> **Short problem 1**: What are the section headings in the kubeadm page?
>> Start Page
Configuring the system
For the remaining part of this section, we will follow the general steps for using kubeadm.
Also, for convenience, let’s enter into an interactive sudo
session since most of the remaining commands require root privileges:
$ sudo -i
Disabling SELinux
$ setenforce 0 \
&& sed -i --follow-symlinks 's/SELINUX=enforcing/SELINUX=disabled/g' /etc/sysconfig/selinux
Bridged traffic and iptables
As mentioned in the kubedadm
documentation, ensure that the br_netfilter
module is loaded:
$ modprobe br_netfilter
Ensure net.bridge.bridge-nf-call-iptables
is configured correctly:
$ cat <<EOF > /etc/sysctl.d/k8s.conf
net.bridge.bridge-nf-call-ip6tables = 1
net.bridge.bridge-nf-call-iptables = 1
EOF
and restart the sysctl
config:
$ sysctl --system
Firewall and required ports
The network plugin requires certain ports to be open on the control plane and worker nodes. See this table for more information on the purpose of these port numbers.
>> End Page
>> Start Information supplied
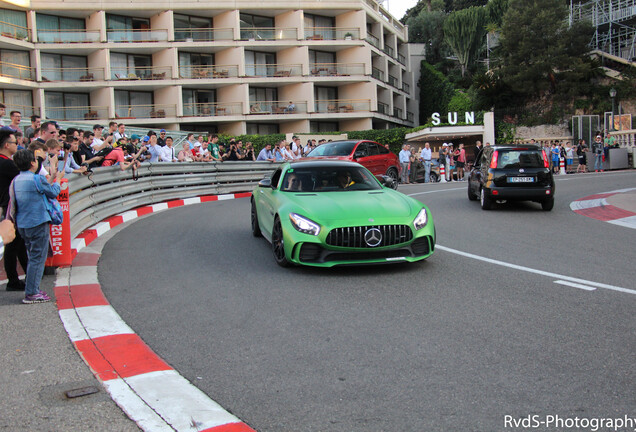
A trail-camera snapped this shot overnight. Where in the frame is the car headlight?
[413,209,428,231]
[289,213,320,235]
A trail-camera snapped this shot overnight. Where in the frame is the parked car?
[251,159,436,267]
[468,145,555,211]
[307,140,400,189]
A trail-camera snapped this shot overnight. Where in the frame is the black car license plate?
[508,177,534,183]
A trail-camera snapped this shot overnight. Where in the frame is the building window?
[44,91,90,120]
[42,53,88,81]
[174,14,214,41]
[309,121,339,133]
[0,9,28,39]
[0,90,34,118]
[110,53,152,79]
[0,49,34,80]
[182,89,216,116]
[245,51,276,76]
[250,87,278,114]
[245,123,279,135]
[115,90,154,118]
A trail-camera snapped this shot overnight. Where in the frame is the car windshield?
[307,141,356,157]
[280,166,382,192]
[497,150,543,169]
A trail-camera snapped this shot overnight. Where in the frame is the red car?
[307,140,400,189]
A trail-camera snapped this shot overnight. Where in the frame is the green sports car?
[252,160,435,267]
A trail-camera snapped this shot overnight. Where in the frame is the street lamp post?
[610,87,616,131]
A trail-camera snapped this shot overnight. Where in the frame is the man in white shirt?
[420,143,433,183]
[160,137,179,162]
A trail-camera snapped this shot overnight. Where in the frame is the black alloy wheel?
[272,216,289,267]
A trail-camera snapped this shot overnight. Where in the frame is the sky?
[383,0,417,19]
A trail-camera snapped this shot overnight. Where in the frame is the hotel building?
[0,0,419,135]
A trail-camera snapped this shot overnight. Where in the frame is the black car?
[468,145,554,211]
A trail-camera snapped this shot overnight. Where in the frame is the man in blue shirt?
[256,144,274,162]
[398,144,411,184]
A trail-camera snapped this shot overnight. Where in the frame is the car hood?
[289,189,421,225]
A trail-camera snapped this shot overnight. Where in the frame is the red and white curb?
[570,188,636,229]
[55,193,254,432]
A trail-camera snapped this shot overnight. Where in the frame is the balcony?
[0,62,35,80]
[371,67,384,82]
[309,63,364,76]
[250,101,307,115]
[183,102,243,117]
[0,21,29,41]
[365,34,380,49]
[174,28,234,42]
[41,68,106,82]
[110,66,172,81]
[378,102,389,115]
[38,30,100,43]
[46,106,108,121]
[115,104,177,119]
[106,29,168,42]
[389,75,399,88]
[245,64,302,78]
[305,27,360,40]
[316,99,371,114]
[179,65,238,79]
[240,27,298,41]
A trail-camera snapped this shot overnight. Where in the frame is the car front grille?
[327,225,413,248]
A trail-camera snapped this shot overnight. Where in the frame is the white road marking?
[554,281,596,291]
[435,244,636,295]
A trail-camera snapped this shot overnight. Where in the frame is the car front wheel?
[479,188,492,210]
[272,216,289,267]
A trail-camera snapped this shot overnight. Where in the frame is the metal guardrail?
[68,162,279,238]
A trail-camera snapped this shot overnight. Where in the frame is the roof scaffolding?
[570,0,636,62]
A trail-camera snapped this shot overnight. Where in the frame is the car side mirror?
[258,178,272,188]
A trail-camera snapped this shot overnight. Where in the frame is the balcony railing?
[378,102,389,115]
[174,28,234,42]
[240,27,298,41]
[371,67,384,82]
[0,62,35,80]
[250,101,307,115]
[110,66,172,81]
[245,64,303,78]
[316,99,371,114]
[0,21,29,40]
[305,27,360,40]
[179,65,238,79]
[42,68,106,82]
[366,34,380,48]
[4,104,40,118]
[46,106,108,121]
[183,102,243,117]
[115,104,177,119]
[309,63,364,76]
[38,30,100,43]
[106,29,168,42]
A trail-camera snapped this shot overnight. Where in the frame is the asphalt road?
[98,172,636,432]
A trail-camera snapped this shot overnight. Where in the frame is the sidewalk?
[0,248,139,432]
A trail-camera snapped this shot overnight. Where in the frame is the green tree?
[444,6,487,77]
[406,9,447,63]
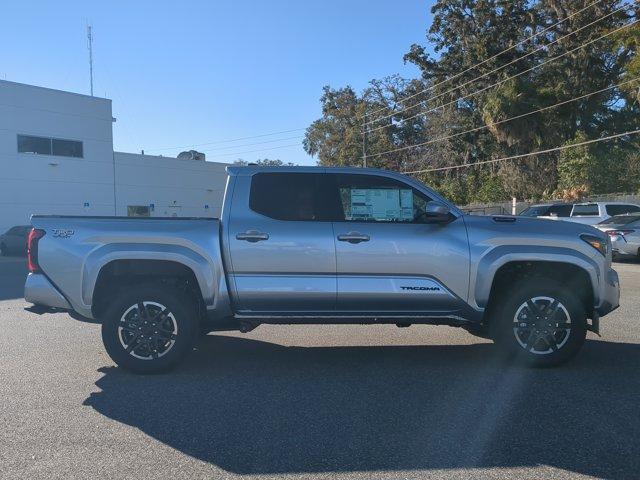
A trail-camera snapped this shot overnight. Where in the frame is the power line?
[171,135,304,152]
[402,129,640,175]
[149,127,306,151]
[369,2,628,123]
[370,0,602,120]
[367,77,640,158]
[369,19,640,133]
[205,143,300,157]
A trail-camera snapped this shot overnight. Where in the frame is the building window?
[18,135,83,158]
[127,205,151,217]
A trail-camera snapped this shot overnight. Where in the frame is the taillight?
[27,228,44,273]
[607,230,635,237]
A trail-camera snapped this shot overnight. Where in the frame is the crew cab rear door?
[226,169,336,315]
[328,173,469,316]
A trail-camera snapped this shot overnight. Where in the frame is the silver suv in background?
[519,202,640,225]
[596,214,640,258]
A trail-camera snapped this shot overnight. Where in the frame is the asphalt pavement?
[0,259,640,479]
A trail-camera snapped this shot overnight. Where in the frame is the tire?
[101,284,200,374]
[490,278,587,367]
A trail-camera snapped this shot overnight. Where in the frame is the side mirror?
[424,200,451,223]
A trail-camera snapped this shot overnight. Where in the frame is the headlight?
[580,233,608,257]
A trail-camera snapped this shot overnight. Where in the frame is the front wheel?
[102,284,198,373]
[491,278,587,366]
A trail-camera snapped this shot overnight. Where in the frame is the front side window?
[18,135,83,158]
[598,214,640,225]
[249,172,324,221]
[607,204,640,216]
[336,174,431,223]
[571,203,600,217]
[549,205,572,217]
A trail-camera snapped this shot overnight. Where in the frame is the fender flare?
[474,245,601,308]
[81,243,222,306]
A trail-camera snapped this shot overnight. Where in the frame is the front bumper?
[24,273,71,310]
[595,268,620,317]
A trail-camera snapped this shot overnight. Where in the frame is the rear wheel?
[102,284,199,373]
[491,278,587,366]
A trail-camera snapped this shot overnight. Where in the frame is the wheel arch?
[485,260,595,317]
[89,255,213,318]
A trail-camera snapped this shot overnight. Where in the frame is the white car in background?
[595,213,640,258]
[520,202,640,225]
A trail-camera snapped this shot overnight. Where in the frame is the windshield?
[599,215,640,225]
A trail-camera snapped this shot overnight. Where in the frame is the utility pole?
[362,110,367,168]
[87,25,93,97]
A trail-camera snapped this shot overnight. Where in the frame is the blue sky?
[0,0,433,164]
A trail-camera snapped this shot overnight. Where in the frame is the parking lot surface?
[0,258,640,479]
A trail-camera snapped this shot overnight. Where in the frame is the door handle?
[338,232,370,243]
[236,230,269,243]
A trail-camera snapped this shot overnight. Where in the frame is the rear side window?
[335,174,431,223]
[607,205,640,216]
[249,173,325,222]
[547,205,573,217]
[520,205,550,217]
[571,203,600,217]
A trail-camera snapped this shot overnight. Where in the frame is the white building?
[0,80,226,233]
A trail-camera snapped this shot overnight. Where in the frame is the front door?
[332,174,469,316]
[227,172,336,315]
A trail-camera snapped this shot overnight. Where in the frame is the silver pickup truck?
[25,166,619,373]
>> End Information supplied
> **Short problem 2**: Can you rewrite the stretch of the records from their start through the line containing "[55,193,254,432]", with "overnight" changed to "at dusk" and nothing else altered? Give only those lines, without the pictures.

> **Final result 1**:
Configuring the system
Disabling SELinux
Bridged traffic and iptables
Firewall and required ports

> **Final result 2**:
A trail-camera snapped this shot at dusk. Where in the frame is the car headlight?
[413,209,428,231]
[289,213,320,235]
A trail-camera snapped this shot at dusk. Where in the frame is the parked car?
[251,159,436,267]
[468,145,555,211]
[307,140,400,189]
A trail-camera snapped this shot at dusk. Where in the frame is the black car license plate?
[508,177,534,183]
A trail-camera snapped this shot at dusk. Where in the frame is the building window?
[44,91,90,120]
[42,53,88,81]
[174,14,214,41]
[309,121,339,133]
[0,9,28,39]
[0,90,34,118]
[110,53,152,79]
[0,49,34,80]
[182,89,216,116]
[245,51,276,76]
[250,87,278,114]
[245,123,279,135]
[115,90,154,118]
A trail-camera snapped this shot at dusk. Where in the frame is the car windshield?
[307,141,356,157]
[280,166,382,192]
[497,150,543,169]
A trail-camera snapped this shot at dusk. Where in the frame is the red car?
[307,140,400,189]
A trail-camera snapped this shot at dusk. Where in the frame is the green sports car?
[252,160,435,267]
A trail-camera snapped this shot at dusk. Where in the frame is the street lamp post?
[610,87,616,131]
A trail-camera snapped this shot at dusk. Where in the frame is the man in white shirt?
[420,143,433,183]
[160,137,179,162]
A trail-camera snapped this shot at dusk. Where in the frame is the black alloy wheel?
[272,216,289,267]
A trail-camera snapped this shot at dusk. Where in the frame is the sky?
[383,0,417,19]
A trail-camera snapped this shot at dusk. Where in the frame is the hotel building?
[0,0,419,135]
A trail-camera snapped this shot at dusk. Where in the frame is the black car?
[468,145,554,211]
A trail-camera snapped this shot at dusk. Where in the frame is the man in blue shirt?
[256,144,274,162]
[398,144,411,184]
A trail-camera snapped this shot at dusk. Where in the frame is the car hood?
[289,189,421,225]
A trail-camera snapped this shot at dusk. Where in the frame is the red and white curb?
[570,188,636,229]
[55,193,254,432]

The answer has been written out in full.